What you need to do: Copy each of the following items word for word, changing nothing.

Collected data entries:
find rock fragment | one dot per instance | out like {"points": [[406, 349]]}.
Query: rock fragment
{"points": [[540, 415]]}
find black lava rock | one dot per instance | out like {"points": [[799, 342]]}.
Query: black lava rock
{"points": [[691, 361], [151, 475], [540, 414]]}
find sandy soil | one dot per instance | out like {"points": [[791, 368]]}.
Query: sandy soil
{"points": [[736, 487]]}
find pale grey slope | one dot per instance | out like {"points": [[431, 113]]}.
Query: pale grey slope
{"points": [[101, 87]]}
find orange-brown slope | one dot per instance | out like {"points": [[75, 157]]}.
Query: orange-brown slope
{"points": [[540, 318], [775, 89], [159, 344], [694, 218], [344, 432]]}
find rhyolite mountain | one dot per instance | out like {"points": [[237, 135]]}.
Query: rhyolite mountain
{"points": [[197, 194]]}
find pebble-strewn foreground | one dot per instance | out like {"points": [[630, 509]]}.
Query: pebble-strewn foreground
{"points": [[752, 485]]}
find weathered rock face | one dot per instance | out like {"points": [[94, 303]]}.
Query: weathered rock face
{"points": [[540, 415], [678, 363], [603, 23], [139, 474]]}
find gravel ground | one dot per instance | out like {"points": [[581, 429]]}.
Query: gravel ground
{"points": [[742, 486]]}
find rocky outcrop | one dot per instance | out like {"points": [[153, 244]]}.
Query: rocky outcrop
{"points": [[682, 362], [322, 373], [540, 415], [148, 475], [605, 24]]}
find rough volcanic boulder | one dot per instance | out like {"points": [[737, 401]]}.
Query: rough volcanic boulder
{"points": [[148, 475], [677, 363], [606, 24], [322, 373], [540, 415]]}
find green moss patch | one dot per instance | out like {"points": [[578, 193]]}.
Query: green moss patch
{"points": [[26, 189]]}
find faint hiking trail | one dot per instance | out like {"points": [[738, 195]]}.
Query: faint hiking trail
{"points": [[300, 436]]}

Written solution:
find rock fragment | one dot per instance | out like {"points": [[406, 349]]}.
Query: rock fragment
{"points": [[540, 415]]}
find black lava rock | one dot per instance | out like {"points": [[799, 342]]}.
Query: black lava rock
{"points": [[691, 361], [151, 475], [540, 414]]}
find sandy soil | one dot per instance | out like {"points": [[791, 368]]}.
Query: sandy soil
{"points": [[736, 487]]}
find pale grey slope | one dot per instance | out like {"points": [[431, 113]]}.
Query: pale grey slope
{"points": [[101, 87]]}
find orange-brown slope | one dot per instance | out like {"points": [[75, 157]]}.
Query: orange-brown slope
{"points": [[540, 318], [775, 89], [159, 344], [694, 218], [344, 432]]}
find rhyolite mountain | one dot per instance | out like {"points": [[237, 135]]}.
Query: rhyolite mountain
{"points": [[197, 194]]}
find pebble-strewn foreground | one dot per instance | out like {"points": [[630, 509]]}.
Query: pebble-strewn foreground
{"points": [[752, 485]]}
find weathered rock face | one dot per instance | out like {"points": [[94, 303]]}.
Query: weathered rock face
{"points": [[540, 415], [678, 363], [603, 23], [139, 474]]}
find gravel ground | one dot per instance | out like {"points": [[581, 429]]}.
Query: gravel ground
{"points": [[742, 486]]}
find rocky outcrop | one dot per instance | out like {"points": [[153, 244]]}.
Query: rocky outcrop
{"points": [[682, 362], [322, 373], [540, 415], [148, 475], [605, 24]]}
find rough volcanic boulder | one dot per instance | out like {"points": [[737, 401]]}.
Query: rough volcanic boulder
{"points": [[148, 475], [677, 363], [606, 24], [322, 373], [540, 415]]}
find green moss patch | one dot per instance | out like {"points": [[578, 193]]}.
Query: green moss patch
{"points": [[26, 189]]}
find faint hiking trail | one dot per instance | out like {"points": [[738, 195]]}.
Query: faint hiking trail
{"points": [[300, 436]]}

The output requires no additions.